- Instructions for the task -
From the entries, copy every line that carries the string "cabinet".

##### Records for this task #####

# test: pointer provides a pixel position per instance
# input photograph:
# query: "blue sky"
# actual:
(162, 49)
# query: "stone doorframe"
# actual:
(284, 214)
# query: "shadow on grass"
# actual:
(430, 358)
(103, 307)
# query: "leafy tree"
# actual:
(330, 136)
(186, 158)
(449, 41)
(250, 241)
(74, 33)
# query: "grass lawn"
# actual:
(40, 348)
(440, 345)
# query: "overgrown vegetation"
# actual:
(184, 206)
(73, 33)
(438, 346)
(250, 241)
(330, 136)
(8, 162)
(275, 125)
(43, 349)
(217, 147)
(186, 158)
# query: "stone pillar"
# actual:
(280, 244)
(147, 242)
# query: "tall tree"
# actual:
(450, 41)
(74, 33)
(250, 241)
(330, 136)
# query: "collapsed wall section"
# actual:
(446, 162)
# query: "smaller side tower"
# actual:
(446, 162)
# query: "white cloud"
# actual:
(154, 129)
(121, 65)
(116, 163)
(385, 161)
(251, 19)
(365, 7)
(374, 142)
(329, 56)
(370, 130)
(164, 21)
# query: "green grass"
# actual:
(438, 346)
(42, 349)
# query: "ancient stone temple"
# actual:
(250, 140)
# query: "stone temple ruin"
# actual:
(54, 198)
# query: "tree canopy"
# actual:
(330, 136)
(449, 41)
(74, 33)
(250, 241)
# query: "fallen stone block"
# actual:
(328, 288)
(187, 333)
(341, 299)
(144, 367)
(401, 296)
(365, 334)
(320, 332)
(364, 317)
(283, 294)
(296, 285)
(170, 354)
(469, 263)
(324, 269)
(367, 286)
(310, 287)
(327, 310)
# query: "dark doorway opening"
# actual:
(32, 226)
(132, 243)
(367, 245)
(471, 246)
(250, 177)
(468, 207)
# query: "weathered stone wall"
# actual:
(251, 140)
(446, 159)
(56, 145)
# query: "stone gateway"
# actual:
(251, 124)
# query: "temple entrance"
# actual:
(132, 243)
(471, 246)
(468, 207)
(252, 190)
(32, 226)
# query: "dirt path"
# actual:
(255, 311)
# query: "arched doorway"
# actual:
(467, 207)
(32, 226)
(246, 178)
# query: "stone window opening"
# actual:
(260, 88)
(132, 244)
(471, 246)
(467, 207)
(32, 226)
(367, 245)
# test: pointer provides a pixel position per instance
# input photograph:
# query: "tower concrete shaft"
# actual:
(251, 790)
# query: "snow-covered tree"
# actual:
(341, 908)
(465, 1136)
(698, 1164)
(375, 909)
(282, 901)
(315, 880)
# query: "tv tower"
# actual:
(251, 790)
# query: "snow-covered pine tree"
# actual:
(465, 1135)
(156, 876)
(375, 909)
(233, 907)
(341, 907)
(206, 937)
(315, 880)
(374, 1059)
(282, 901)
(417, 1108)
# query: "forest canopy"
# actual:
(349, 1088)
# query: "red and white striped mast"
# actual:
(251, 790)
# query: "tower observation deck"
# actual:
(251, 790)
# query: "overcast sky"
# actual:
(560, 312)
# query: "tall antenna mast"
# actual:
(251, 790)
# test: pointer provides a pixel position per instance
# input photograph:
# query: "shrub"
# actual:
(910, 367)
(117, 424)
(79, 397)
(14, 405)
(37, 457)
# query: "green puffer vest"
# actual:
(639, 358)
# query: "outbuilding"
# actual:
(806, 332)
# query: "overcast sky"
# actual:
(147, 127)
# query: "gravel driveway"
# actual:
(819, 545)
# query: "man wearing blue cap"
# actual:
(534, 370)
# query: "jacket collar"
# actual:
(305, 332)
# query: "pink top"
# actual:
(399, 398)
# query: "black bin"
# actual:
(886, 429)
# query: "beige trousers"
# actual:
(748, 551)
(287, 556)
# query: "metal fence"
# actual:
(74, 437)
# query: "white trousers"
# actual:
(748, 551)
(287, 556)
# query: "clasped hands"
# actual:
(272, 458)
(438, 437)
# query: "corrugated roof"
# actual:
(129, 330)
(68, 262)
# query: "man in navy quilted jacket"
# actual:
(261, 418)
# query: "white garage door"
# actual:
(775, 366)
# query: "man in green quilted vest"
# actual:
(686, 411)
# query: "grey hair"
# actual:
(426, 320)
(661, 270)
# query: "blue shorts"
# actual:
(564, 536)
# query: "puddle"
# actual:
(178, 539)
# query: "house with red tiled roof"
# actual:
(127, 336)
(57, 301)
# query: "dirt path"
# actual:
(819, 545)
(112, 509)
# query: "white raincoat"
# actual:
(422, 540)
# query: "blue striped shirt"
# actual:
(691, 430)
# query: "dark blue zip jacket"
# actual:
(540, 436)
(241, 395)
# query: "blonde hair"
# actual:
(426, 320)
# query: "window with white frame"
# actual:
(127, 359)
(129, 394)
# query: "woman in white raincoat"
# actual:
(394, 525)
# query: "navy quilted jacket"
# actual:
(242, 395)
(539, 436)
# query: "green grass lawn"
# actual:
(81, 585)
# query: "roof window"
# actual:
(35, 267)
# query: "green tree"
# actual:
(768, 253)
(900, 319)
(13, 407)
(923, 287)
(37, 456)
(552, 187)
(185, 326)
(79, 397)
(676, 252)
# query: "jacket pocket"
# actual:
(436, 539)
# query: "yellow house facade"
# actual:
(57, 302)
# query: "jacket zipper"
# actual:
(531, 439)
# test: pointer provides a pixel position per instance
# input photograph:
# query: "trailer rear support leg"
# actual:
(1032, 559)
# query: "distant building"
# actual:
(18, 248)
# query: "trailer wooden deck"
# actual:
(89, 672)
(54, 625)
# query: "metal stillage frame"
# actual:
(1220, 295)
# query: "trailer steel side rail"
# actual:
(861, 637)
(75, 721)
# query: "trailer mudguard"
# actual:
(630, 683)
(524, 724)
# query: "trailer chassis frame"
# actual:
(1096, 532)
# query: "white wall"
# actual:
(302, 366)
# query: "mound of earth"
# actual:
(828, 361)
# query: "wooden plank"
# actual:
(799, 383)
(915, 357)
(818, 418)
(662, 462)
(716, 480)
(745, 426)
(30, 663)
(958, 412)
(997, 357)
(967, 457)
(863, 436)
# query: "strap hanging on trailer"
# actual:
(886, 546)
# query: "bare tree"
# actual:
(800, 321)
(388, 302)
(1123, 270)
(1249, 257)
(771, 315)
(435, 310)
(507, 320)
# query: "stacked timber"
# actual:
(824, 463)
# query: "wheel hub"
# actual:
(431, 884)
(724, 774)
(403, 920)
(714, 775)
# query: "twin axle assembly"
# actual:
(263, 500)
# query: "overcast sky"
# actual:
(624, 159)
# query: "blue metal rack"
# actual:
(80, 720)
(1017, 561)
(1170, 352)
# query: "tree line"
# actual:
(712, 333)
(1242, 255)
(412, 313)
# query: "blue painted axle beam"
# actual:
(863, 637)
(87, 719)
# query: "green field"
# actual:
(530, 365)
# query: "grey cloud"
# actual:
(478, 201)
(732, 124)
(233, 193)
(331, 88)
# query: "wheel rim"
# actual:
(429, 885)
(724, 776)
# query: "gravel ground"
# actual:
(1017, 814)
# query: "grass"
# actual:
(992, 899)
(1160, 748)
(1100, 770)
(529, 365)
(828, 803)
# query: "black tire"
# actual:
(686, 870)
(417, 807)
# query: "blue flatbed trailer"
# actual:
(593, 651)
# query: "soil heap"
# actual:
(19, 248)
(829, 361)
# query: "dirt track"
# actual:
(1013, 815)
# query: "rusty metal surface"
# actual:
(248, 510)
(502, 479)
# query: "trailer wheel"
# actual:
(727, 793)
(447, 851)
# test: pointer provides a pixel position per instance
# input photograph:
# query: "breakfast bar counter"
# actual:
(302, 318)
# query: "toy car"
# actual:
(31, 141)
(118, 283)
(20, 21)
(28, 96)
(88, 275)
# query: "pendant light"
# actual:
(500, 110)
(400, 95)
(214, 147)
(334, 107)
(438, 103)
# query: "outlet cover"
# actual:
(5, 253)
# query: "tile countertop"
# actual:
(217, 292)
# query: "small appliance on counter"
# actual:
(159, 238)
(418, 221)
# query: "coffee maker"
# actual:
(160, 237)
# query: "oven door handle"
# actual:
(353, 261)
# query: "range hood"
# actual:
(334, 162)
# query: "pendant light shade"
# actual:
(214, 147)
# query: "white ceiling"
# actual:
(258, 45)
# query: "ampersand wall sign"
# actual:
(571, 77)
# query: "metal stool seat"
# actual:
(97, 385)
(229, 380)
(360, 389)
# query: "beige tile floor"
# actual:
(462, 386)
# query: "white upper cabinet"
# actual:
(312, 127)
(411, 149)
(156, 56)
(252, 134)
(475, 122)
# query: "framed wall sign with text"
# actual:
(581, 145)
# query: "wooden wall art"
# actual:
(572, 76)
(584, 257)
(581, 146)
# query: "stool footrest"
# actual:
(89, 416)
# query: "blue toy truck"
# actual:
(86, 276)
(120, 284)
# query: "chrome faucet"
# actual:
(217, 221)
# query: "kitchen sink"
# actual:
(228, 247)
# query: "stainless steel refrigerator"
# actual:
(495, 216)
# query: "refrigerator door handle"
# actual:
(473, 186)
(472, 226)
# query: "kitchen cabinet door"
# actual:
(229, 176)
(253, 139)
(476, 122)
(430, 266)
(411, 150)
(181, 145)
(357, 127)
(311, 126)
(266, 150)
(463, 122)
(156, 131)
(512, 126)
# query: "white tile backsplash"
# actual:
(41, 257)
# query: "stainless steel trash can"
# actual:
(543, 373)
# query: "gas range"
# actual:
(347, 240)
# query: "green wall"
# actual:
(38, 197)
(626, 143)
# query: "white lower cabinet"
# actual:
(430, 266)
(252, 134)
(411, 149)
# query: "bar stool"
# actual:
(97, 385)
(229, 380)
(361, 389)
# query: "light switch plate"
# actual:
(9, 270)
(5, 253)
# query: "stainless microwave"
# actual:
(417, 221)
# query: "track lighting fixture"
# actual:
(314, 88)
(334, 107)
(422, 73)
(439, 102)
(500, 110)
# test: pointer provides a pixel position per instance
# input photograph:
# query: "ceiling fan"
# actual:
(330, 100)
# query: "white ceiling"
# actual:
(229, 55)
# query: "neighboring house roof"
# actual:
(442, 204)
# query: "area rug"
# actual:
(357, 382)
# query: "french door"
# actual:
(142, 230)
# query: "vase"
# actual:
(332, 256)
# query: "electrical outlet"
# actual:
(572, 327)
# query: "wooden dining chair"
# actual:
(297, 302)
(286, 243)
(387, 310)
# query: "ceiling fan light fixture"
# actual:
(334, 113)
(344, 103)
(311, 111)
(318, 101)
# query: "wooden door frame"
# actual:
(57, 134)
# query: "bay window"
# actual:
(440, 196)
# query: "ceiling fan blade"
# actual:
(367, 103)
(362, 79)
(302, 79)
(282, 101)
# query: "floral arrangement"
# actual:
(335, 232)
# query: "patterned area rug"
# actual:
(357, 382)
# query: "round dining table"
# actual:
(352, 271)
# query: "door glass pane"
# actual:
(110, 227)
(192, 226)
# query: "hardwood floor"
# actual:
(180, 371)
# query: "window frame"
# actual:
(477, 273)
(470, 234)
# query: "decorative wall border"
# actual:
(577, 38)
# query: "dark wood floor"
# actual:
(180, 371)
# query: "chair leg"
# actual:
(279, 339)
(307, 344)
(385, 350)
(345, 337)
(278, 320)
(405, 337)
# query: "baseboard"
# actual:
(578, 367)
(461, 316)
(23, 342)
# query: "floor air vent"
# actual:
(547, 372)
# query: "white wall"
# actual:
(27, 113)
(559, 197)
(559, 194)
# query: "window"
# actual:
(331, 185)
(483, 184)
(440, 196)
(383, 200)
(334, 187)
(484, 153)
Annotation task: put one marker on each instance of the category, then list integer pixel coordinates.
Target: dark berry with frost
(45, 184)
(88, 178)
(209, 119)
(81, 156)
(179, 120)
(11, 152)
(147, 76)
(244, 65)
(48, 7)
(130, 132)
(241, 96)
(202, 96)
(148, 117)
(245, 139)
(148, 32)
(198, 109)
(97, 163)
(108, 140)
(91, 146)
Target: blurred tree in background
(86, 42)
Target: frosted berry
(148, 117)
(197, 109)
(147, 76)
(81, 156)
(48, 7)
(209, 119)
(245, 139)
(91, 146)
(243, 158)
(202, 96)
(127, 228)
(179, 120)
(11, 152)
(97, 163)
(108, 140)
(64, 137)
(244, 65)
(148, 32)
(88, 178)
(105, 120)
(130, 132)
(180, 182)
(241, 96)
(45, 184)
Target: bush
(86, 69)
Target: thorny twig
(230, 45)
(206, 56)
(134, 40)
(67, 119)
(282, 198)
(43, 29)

#####

- Completed exercise -
# query: "white upper cabinet"
# query: "kitchen cabinet door"
# query: "white lower cabinet"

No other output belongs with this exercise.